Aim: Format the listing below as a JSON array of strings, with one string per line and no blank lines.

-- Available data start --

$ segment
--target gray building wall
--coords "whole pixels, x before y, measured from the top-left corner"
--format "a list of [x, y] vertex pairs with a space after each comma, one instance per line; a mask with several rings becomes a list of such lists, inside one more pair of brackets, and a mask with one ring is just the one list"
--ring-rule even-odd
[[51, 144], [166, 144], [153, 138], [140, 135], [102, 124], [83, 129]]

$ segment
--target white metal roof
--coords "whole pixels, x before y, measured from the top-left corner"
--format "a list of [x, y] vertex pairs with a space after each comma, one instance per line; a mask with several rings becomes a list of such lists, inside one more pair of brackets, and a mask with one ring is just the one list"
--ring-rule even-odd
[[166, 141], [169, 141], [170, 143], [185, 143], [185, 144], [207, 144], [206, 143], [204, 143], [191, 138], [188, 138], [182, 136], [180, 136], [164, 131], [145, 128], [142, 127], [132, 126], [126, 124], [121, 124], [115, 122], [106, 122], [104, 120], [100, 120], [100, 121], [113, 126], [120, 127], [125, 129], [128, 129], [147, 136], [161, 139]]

-- Available data end --

Answer to the problem:
[
  "$ segment",
  "--target gray building wall",
  "--coords \"whole pixels, x before y, measured from the top-left corner\"",
  "--format \"a list of [x, y] vertex pairs with a space after each comma, one instance per line; a mask with several rings becomes a list of such lists, inside one more pair of brackets, and a mask with one ring is just the one list\"",
  "--ring-rule even-odd",
  "[[51, 144], [166, 144], [153, 138], [140, 135], [102, 124], [83, 129]]",
  "$ segment",
  "--target white metal roof",
  "--coords \"whole pixels, x before y, measured from the top-left corner\"",
  "--format \"a list of [x, y] vertex pairs with a space after each comma, one instance per line; a mask with several rings becomes a list of such lists, inside one more pair of brackets, and a mask with one ring is just the one list\"",
  "--ring-rule even-odd",
  "[[166, 141], [169, 141], [170, 143], [185, 143], [185, 144], [207, 144], [206, 143], [204, 143], [191, 138], [188, 138], [182, 136], [180, 136], [164, 131], [145, 128], [142, 127], [132, 126], [126, 124], [121, 124], [115, 122], [106, 122], [104, 120], [100, 120], [100, 121], [113, 126], [120, 127], [125, 129], [128, 129], [147, 136], [161, 139]]"
]